(Dataset records begins)

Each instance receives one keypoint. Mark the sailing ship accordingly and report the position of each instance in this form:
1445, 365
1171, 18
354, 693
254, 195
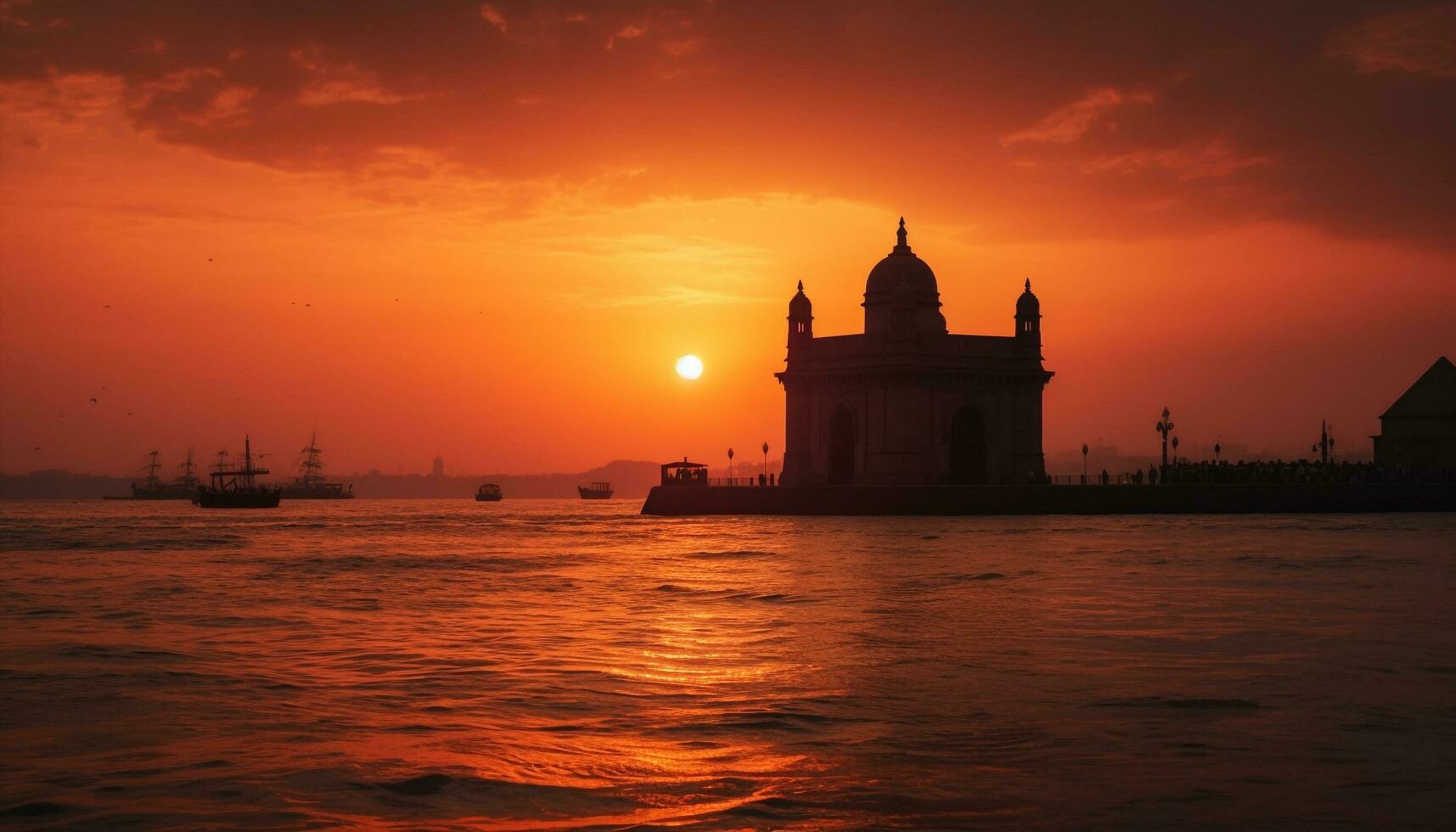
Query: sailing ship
238, 488
152, 487
311, 484
596, 492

(Dataset records ends)

Work required>
Using the material above, return every line exactly as it appears, minus the pictures.

Exercise answer>
Each instance receives one keypoint. Mark the sailing ship accordingly and report the position of each instance in this form:
1445, 365
1171, 18
354, 693
254, 195
Query: sailing ship
238, 488
152, 487
311, 484
596, 492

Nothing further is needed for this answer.